#### TEXT SEGMENT

R package for packaging workloads, uploading and running on AWS

ropensci / auunconf

repository for the Australian rOpenSci unconference 2016!

18 stars 4 forks source link

R package for packaging workloads, uploading and running on AWS #34

Open Daniel-t opened 8 years ago

Daniel-t commented 8 years ago

In past projects I've often found myself constrained by the resources of my local machine and wondered why can't I package up my scripts and data (similar to publishing a shiny app) upload it to Amazon, start an EC2 instance start and run my job, then download the result.

Of course I could do this manually, but that would get tedious, I often work offline so I can't work in AWS full time, and I only need the full compute power/memory of an EC2 instance until I'm ready to work on the full dataset.

So my proposal is an R package which:

packages up data and scripts
uploads it to Amazon
starts a server with an appropriate configuration
runs the package and saves the output somewhere
stops the instance

There may be some points of convergence with #12.

########

WHAT NEEDS TO BE DONE -
Reproduce the passage of the AWS package proposal starting with "Daniel-t commented 8" and going on through "download the result.".

#### DATA ROWS

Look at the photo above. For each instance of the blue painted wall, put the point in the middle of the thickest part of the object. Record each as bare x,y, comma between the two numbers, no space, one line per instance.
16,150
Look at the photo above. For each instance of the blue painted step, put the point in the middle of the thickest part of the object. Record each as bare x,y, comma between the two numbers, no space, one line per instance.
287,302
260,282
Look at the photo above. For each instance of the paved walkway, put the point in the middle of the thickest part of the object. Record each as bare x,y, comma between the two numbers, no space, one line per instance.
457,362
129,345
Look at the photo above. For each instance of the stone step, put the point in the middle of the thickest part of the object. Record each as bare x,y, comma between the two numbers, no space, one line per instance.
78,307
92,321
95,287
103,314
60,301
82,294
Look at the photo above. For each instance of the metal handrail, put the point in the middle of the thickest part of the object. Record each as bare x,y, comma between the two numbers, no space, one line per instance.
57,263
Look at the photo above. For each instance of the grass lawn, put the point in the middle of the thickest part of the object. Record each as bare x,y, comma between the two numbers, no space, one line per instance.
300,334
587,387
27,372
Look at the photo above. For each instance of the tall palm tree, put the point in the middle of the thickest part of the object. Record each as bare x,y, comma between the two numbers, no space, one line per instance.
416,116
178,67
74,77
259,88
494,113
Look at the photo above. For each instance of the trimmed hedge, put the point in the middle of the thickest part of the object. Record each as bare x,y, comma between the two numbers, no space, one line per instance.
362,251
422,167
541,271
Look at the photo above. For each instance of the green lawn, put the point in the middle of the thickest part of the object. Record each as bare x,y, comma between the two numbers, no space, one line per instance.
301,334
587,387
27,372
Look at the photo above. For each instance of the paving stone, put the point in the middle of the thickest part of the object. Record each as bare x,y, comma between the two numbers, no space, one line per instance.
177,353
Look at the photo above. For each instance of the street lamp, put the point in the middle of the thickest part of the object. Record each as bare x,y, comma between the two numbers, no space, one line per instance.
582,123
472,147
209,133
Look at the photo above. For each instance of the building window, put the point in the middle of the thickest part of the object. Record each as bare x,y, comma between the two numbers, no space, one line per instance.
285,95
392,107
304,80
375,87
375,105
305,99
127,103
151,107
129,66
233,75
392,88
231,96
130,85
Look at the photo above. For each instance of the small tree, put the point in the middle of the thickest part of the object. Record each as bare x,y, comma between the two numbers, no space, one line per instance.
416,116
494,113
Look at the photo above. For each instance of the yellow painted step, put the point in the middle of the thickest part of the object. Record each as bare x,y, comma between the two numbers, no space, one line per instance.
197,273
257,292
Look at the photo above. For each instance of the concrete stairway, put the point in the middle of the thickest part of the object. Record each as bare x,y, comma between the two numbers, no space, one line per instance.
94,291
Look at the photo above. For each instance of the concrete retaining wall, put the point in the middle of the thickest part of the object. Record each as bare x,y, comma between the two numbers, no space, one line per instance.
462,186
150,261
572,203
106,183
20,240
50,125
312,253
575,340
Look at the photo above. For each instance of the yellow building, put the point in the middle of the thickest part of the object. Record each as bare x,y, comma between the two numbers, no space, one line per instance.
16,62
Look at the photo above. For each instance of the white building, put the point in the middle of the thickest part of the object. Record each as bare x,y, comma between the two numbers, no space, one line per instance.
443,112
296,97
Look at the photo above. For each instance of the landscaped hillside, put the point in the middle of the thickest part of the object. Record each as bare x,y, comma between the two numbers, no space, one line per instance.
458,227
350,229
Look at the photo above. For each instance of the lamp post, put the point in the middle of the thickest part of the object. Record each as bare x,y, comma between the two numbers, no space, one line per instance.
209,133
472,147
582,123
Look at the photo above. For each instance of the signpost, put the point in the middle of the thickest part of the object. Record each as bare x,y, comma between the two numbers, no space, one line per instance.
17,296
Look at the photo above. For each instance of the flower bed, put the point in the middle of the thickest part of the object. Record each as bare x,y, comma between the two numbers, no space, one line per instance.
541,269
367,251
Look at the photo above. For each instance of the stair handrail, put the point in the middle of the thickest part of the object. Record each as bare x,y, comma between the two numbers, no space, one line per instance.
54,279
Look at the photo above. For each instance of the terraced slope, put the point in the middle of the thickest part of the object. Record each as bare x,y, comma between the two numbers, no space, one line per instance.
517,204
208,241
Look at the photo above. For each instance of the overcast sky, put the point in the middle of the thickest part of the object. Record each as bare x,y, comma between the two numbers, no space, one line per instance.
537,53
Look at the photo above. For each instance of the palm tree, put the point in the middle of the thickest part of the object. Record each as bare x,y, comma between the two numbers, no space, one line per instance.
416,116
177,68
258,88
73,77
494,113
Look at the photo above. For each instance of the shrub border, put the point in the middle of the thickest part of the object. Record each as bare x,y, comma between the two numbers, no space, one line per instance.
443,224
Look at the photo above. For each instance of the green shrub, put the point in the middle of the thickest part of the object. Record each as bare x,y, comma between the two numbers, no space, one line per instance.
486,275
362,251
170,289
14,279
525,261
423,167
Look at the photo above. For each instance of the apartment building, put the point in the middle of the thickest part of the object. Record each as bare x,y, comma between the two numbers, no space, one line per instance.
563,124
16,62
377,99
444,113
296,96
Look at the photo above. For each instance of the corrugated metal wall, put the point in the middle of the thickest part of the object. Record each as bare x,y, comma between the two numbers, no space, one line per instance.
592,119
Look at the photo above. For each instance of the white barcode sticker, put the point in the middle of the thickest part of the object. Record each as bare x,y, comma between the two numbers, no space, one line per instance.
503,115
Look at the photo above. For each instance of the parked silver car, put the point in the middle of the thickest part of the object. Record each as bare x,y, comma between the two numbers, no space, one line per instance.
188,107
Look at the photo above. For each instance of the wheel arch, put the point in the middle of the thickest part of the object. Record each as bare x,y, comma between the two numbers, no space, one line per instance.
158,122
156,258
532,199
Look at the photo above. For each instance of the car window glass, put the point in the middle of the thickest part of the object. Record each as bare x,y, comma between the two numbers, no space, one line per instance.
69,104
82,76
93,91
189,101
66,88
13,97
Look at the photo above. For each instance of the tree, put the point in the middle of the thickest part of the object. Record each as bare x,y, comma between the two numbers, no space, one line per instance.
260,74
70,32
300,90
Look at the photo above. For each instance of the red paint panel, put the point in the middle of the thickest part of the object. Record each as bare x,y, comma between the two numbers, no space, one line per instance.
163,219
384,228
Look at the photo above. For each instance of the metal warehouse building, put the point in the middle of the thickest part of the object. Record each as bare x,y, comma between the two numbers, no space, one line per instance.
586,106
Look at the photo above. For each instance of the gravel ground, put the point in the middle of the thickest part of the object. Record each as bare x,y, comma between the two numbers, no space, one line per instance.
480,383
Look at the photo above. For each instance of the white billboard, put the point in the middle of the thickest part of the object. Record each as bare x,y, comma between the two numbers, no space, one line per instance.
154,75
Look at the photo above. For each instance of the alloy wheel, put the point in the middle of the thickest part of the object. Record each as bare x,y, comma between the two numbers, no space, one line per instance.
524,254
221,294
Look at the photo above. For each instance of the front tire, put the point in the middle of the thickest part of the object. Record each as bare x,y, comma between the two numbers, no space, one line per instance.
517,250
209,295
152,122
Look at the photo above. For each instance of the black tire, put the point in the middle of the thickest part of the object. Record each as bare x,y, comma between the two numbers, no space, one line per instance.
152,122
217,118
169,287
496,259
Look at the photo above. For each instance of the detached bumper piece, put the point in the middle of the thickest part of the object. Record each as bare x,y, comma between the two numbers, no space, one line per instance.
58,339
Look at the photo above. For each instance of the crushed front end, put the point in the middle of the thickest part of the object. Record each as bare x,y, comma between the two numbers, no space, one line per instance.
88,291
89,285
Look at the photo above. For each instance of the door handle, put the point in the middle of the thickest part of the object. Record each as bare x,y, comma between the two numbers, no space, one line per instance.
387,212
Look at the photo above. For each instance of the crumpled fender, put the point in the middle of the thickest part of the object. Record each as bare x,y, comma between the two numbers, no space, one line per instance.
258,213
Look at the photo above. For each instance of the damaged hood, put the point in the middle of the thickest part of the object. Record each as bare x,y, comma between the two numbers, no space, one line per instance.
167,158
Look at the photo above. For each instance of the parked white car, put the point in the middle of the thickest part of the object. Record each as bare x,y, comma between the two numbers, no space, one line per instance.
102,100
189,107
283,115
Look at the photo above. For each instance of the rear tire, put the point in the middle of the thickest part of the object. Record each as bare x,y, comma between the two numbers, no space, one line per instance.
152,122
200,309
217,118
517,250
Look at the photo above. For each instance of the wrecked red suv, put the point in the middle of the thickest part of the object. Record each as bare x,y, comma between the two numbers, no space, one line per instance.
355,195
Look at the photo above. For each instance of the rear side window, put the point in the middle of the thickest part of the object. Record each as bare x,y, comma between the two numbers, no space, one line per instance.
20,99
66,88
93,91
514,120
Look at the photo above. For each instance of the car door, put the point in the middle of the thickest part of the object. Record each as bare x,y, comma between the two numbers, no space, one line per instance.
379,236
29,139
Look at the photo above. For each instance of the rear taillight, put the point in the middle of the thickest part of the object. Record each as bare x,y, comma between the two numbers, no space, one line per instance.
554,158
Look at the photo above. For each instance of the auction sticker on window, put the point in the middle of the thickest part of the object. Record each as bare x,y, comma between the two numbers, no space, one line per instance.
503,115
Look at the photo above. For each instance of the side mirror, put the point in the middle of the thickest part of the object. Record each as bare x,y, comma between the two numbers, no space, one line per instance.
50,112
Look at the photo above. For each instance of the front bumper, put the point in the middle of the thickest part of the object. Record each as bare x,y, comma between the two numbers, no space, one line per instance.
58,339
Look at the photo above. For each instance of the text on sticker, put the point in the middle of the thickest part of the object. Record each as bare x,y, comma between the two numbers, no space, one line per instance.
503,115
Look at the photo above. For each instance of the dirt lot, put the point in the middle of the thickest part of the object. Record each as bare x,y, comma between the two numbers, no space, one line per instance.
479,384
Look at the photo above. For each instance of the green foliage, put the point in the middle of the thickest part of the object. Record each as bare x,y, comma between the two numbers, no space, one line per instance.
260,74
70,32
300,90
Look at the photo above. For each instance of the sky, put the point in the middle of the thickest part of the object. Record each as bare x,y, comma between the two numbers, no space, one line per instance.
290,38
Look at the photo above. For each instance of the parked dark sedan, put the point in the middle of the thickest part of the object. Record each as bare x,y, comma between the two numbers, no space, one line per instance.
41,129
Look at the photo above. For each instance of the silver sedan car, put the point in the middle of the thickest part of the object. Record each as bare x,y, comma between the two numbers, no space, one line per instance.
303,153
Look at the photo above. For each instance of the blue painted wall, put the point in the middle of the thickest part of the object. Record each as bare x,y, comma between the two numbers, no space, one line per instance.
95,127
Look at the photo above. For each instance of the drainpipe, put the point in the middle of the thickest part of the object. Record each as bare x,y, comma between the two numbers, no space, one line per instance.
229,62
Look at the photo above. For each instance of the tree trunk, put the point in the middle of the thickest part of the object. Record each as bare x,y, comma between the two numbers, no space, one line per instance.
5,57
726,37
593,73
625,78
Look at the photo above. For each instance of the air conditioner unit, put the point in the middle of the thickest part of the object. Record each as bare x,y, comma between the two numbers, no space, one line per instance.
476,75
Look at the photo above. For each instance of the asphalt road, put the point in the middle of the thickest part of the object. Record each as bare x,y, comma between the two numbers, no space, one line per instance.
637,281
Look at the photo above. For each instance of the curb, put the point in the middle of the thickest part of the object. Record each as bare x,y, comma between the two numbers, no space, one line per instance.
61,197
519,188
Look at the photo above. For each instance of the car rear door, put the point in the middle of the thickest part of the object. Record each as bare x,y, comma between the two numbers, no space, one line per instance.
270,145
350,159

########

WRITTEN ANSWER -
Daniel-t commented 8 years ago

In past projects I've often found myself constrained by the resources of my local machine and wondered why can't I package up my scripts and data (similar to publishing a shiny app) upload it to Amazon, start an EC2 instance start and run my job, then download the result.